======== Data for this task

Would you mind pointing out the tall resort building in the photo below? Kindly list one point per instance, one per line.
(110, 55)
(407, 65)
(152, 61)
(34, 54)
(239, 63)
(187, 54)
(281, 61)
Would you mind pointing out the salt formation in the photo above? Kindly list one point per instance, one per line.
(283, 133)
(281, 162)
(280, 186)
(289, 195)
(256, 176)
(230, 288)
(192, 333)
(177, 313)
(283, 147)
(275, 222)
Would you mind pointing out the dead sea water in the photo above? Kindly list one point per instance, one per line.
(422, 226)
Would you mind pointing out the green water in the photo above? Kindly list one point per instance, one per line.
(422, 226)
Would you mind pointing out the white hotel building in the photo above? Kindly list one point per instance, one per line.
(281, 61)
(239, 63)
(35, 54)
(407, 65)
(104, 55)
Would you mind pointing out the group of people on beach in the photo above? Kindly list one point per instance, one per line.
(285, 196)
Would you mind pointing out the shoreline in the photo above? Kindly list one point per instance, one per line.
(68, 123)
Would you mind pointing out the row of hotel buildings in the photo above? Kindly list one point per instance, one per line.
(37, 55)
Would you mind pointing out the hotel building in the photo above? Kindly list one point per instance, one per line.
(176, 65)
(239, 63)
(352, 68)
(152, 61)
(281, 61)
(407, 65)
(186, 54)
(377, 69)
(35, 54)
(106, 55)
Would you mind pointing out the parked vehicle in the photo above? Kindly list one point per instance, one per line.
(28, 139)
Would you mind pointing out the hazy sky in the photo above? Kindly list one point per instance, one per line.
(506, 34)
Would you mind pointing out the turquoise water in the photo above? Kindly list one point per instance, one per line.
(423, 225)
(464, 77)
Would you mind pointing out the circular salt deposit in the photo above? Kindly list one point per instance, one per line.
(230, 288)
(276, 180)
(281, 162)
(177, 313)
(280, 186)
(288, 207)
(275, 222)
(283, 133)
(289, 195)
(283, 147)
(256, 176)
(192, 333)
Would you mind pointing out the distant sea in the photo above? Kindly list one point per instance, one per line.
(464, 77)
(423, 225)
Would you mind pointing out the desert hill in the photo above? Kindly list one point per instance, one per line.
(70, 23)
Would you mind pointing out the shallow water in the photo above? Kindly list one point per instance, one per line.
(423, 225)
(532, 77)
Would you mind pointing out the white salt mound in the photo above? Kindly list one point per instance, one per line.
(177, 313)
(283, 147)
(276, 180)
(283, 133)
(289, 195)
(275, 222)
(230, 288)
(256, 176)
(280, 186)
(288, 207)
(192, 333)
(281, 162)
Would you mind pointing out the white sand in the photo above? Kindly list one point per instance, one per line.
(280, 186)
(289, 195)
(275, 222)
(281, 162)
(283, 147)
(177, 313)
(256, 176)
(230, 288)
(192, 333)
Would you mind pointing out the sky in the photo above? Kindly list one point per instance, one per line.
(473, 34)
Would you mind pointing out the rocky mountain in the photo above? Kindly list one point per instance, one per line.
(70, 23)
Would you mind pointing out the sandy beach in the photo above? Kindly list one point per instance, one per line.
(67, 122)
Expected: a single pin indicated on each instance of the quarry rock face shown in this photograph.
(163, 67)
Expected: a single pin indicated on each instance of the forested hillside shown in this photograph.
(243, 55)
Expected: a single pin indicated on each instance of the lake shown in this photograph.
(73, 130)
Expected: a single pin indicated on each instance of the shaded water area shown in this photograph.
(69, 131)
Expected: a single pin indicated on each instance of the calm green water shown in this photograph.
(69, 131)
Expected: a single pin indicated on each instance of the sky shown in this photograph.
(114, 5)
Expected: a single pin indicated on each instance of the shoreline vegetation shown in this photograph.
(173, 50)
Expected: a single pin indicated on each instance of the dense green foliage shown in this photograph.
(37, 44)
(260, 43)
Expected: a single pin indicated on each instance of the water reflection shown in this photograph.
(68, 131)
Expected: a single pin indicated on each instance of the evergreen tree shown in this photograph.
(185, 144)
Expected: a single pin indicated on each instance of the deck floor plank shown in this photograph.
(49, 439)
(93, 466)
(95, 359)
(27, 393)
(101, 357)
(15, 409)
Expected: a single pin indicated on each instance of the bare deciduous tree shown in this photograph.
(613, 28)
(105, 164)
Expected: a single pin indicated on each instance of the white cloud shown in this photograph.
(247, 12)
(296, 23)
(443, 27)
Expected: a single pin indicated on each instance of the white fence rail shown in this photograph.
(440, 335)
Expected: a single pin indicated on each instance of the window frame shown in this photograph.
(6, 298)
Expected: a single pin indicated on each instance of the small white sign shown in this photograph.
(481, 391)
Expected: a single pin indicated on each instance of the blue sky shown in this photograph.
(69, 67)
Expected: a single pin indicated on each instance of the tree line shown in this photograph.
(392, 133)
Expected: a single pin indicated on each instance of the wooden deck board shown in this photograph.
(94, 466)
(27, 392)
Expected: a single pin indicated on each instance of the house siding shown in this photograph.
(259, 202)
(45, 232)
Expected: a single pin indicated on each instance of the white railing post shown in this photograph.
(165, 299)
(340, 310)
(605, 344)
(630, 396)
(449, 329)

================

:: Activity ::
All lines from the one containing "Expected: a single pin indicated on each instance of the window" through the last line of the data, both included, are to be retyped exactly, and no other line belongs in the answer.

:: Response below ::
Expected: a single pin indicated on each instance of the window frame shown in this photograph.
(6, 298)
Expected: a single pin indicated on each instance of the small white sign shown in this photograph.
(481, 391)
Expected: a single pin indicated on each instance of the blue sky shown in this photograph.
(69, 67)
Expected: a single pin indicated on each instance of the tree line shown in this photograph.
(392, 133)
Expected: a single pin indicated on each instance of the wooden deck board shown in this photograph.
(94, 466)
(27, 392)
Expected: a single pin indicated on each instance of the house siding shown in this photograph.
(259, 202)
(45, 232)
Expected: a single pin indicated on each instance of the white railing post shown in this photograph.
(165, 299)
(340, 310)
(605, 344)
(630, 396)
(449, 329)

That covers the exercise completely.